··· Information

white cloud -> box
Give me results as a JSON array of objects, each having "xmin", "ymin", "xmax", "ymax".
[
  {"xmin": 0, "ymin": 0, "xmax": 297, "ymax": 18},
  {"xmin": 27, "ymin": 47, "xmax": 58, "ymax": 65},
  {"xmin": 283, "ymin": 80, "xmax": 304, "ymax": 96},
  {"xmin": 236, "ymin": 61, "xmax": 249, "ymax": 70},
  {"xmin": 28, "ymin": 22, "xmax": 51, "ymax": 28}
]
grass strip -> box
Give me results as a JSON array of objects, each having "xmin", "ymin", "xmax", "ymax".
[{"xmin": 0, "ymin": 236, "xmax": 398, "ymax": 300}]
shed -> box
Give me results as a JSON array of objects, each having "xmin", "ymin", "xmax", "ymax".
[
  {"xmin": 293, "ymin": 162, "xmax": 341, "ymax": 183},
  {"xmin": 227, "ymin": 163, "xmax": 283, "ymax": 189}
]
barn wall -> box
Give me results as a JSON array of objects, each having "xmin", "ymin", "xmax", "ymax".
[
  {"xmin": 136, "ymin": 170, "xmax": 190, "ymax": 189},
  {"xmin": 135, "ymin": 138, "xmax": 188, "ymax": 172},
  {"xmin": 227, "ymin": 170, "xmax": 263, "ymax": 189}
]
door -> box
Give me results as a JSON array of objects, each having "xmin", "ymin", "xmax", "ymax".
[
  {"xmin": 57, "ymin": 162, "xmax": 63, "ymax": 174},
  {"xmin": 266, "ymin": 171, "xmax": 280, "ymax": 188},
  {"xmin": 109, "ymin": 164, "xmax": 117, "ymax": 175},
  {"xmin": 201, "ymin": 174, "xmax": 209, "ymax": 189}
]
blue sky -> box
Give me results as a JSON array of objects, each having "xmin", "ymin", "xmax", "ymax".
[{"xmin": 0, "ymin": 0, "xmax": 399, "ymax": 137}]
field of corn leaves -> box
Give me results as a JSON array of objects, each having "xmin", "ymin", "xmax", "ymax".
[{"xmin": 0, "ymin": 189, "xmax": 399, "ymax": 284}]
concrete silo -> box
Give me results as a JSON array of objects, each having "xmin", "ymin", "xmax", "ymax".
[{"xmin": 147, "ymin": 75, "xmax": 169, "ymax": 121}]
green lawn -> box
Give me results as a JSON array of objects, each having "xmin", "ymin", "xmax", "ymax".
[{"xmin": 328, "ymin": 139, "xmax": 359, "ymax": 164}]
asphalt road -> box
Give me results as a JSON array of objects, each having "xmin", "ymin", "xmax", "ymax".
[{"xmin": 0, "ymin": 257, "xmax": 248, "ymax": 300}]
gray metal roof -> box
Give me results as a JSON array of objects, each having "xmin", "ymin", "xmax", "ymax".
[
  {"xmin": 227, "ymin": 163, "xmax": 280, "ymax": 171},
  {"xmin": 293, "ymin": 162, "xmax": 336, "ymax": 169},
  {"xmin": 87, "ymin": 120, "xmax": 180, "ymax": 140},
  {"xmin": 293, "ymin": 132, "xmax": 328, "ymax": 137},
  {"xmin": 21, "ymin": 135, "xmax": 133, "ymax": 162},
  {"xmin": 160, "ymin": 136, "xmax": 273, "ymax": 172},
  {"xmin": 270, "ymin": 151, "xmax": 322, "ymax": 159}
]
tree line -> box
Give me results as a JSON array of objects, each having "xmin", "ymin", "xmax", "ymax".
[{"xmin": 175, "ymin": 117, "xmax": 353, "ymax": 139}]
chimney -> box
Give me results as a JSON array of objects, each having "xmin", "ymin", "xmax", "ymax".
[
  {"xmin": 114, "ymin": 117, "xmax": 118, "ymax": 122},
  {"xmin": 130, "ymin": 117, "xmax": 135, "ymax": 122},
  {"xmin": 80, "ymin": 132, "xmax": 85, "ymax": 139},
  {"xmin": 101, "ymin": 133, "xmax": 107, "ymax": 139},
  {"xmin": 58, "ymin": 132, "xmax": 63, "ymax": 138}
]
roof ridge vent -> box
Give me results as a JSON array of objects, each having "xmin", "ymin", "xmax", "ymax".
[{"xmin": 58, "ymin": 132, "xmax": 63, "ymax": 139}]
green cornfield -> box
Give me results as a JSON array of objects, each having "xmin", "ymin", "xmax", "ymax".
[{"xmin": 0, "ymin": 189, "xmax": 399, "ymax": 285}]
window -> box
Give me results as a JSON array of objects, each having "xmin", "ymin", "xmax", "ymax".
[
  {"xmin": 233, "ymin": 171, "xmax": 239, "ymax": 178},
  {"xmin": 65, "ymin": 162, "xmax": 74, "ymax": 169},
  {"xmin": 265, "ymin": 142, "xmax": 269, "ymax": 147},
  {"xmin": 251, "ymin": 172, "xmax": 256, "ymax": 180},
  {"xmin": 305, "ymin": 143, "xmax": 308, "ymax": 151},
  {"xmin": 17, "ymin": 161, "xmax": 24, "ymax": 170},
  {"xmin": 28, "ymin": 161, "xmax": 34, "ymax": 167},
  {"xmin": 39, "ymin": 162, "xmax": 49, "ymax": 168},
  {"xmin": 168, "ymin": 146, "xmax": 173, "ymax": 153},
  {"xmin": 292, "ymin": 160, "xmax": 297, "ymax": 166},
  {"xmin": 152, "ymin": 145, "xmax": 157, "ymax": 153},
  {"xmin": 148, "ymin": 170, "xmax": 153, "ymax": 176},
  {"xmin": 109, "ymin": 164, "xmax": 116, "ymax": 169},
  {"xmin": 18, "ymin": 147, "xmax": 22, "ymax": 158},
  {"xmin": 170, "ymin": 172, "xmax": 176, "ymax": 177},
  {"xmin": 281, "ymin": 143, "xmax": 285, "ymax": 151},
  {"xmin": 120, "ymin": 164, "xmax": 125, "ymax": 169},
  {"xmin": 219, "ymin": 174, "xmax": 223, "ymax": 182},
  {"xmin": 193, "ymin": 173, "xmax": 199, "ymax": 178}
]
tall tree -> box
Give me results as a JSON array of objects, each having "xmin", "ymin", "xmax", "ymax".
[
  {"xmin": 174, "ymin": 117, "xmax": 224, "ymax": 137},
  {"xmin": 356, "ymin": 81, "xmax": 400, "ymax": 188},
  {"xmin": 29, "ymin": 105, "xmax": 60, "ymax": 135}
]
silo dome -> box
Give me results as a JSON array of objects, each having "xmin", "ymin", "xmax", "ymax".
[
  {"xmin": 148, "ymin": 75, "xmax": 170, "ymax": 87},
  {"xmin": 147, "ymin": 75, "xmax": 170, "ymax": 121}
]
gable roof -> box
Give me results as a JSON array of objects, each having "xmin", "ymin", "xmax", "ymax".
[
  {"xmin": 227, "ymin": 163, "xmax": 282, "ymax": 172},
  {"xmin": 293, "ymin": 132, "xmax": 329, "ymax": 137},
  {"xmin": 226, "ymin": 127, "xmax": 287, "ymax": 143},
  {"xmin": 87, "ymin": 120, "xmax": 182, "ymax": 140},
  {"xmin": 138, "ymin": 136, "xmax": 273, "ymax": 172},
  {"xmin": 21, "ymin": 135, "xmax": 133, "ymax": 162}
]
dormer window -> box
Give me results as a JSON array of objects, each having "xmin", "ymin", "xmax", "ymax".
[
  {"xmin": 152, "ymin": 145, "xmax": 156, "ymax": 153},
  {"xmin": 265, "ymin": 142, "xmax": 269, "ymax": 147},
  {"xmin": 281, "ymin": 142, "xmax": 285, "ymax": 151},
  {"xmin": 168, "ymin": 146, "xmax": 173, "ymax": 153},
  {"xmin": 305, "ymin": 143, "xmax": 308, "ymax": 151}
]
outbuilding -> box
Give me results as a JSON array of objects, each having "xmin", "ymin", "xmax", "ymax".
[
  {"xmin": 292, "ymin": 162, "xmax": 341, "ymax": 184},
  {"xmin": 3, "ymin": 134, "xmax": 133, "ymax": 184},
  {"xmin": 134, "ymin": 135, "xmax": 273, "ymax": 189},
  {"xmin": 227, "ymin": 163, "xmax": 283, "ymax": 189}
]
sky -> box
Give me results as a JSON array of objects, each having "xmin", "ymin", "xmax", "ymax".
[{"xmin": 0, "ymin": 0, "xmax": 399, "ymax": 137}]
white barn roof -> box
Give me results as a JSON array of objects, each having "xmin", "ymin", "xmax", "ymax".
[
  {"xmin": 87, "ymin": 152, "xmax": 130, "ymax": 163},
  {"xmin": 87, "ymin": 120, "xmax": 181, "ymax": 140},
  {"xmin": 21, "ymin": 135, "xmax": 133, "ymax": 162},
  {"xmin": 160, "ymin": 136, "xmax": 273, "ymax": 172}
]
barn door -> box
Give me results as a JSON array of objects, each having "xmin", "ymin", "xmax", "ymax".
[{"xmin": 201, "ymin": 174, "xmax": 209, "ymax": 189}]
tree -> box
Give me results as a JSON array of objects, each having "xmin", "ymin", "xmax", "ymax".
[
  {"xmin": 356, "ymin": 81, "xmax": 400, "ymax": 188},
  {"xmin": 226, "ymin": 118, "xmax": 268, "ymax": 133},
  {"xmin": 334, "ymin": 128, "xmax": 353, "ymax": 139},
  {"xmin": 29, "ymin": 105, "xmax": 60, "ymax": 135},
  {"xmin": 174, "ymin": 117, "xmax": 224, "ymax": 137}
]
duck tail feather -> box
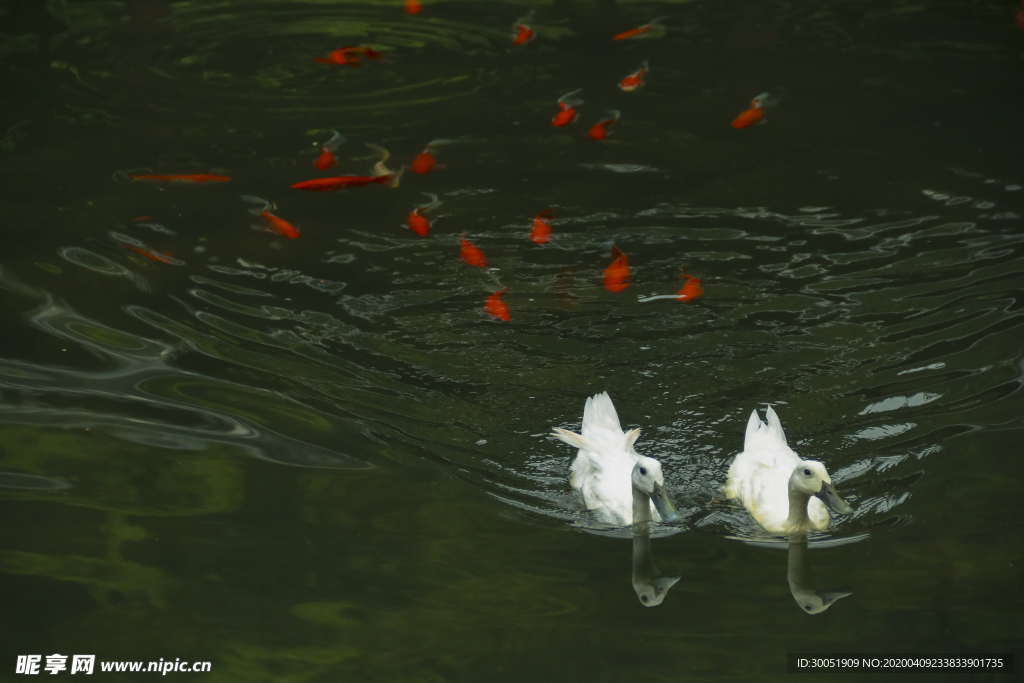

······

All lines above with "barn" in them should be returned.

barn wall -> box
white barn roof -> box
barn door -> box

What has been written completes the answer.